## Requirement:
Reproduce the following post on customer renegotiations before a merger closes, word for word and in full.

## Document text:

»»

This post uses hypothetical scenarios for illustrative purposes only. It does not describe any actual client, transaction, or representation, and is not legal advice.
A common 2026 mid-market deal pattern looks like this. A founder is mid-process on a strategic exit. The LOI has hardened into a definitive merger agreement. Diligence is nearly done. Signing is two weeks out. And the founder’s largest customer — the one referenced by name in the lender’s memo and appearing as a line item in the data room — has heard that the company is selling. The procurement lead at the customer sends over a one-page proposal: a meaningful rate cut, extended payment terms, and a renewed three-year commitment in exchange. The founder’s first instinct is to take it. Locking in the customer makes the sale clean. The buyer will appreciate it.
The buyer will not, in fact, appreciate it. The material contracts covenant in the merger agreement is the buyer’s pre-closing veto over exactly this kind of customer renegotiation. The covenant typically requires the seller to operate the business in the ordinary course and not to “amend, modify, or terminate” any material contract without the buyer’s written consent. Customer rate concessions, retention extensions, and discount programs all read as amendments. A seller who agrees to a customer renegotiation in the closing stretch — even one that looks defensive — is opening the door to an interim-breach claim. Here is how the covenant actually operates between signing and closing, and where the seller’s discretion really sits.

««

## Data excerpt:

»»

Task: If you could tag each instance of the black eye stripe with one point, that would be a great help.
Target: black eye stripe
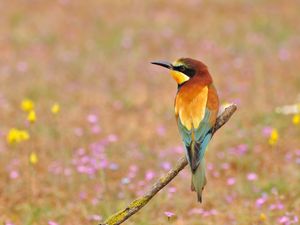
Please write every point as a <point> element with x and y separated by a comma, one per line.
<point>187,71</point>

««

## Result of the task:
This post uses hypothetical scenarios for illustrative purposes only. It does not describe any actual client, transaction, or representation, and is not legal advice.
A common 2026 mid-market deal pattern looks like this. A founder is mid-process on a strategic exit. The LOI has hardened into a definitive merger agreement. Diligence is nearly done. Signing is two weeks out. And the founder’s largest customer — the one referenced by name in the lender’s memo and appearing as a line item in the data room — has heard that the company is selling. The procurement lead at the customer sends over a one-page proposal: a meaningful rate cut, extended payment terms, and a renewed three-year commitment in exchange. The founder’s first instinct is to take it. Locking in the customer makes the sale clean. The buyer will appreciate it.
The buyer will not, in fact, appreciate it. The material contracts covenant in the merger agreement is the buyer’s pre-closing veto over exactly this kind of customer renegotiation. The covenant typically requires the seller to operate the business in the ordinary course and not to “amend, modify, or terminate” any material contract without the buyer’s written consent. Customer rate concessions, retention extensions, and discount programs all read as amendments. A seller who agrees to a customer renegotiation in the closing stretch — even one that looks defensive — is opening the door to an interim-breach claim. Here is how the covenant actually operates between signing and closing, and where the seller’s discretion really sits.